GIVEN TEXT →
Published on November 13, 2007 at 5:06pm

On Mescalito, 25-year-old Ryan Bingham has the right folks in his corner: Sometime Lost Highway labelmate Joe Ely provides the CD equivalent of a jacket blurb, and Terry Allen (like Ely, a Lubbock legend) sits in on guitar and even trades vocals with Bingham on the rollicking shit-kicker "Ghost of Travelin' Jones." But neither Ely nor Allen was present while Bingham was being shuffled from town to town along the Rio Grande as a kid, nor later while he eked out a living on the lower rungs of the rodeo circuit. And it's the gleanings from all that hard traveling that form the guts of Mescalito.

Right from the lonesome-train first track, "Southside of Heaven," Bingham's road-weary lyrics and steel-wool singing bring to mind Steve Earle. (Another song, a juke-joint stomper called "Dollar a Day," owes a tip of the cap to Earle's ode to marijuana farming, "Copperhead Road.") The subject matter, Bingham's scorched-throat delivery and (ex-Black Crowes guitarist) Marc Ford's production occasionally conspire to overreach; the seemingly endless closing cut, "For What It's Worth," features tympani rolls and cymbal crashes, not to mention that most dubious contrivance, the "bonus track." But minor missteps vanish amid the strum and slide of "Bread and Water" and "Don't Wait for Me," the '70s-rock-inspired "Take It Easy Mama," the vaguely John Mellencamp-esque "Hard Times" and, especially, the lonesome, lovely twosome of "Long Way From Georgia" and "Ever Wonder Why."

There's more than enough proof here that Ryan Bingham is the genuine article — and that the Texas territory he stakes out is, more than anything, his own.

TASK TO COMPLETE →
Decide whether each statement agrees with the review of Mescalito, and quote the words from the review that settle it: (a) Terry Allen plays guitar on the album. (b) Joe Ely was with Bingham during his years on the rodeo circuit. (c) "Dollar a Day" is the album's opening track. The lines that come next are separate material, unrelated to the review.

SOURCE EXCERPT →
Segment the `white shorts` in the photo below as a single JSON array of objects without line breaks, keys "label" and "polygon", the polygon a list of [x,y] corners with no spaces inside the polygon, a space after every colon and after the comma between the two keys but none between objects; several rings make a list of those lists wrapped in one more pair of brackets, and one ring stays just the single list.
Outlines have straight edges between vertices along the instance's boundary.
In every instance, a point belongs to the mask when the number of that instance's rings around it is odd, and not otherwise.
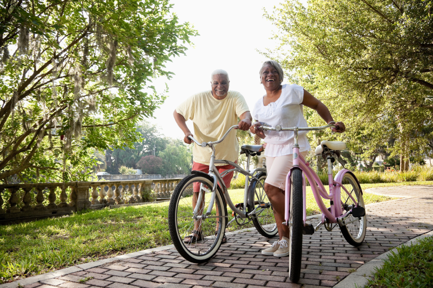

REPLY TO THE TASK →
(a) Yes: "Terry Allen (like Ely, a Lubbock legend) sits in on guitar"
(b) No: "neither Ely nor Allen was present while Bingham was being shuffled from town to town along the Rio Grande as a kid, nor later while he eked out a living on the lower rungs of the rodeo circuit"
(c) No: "Right from the lonesome-train first track, "Southside of Heaven,""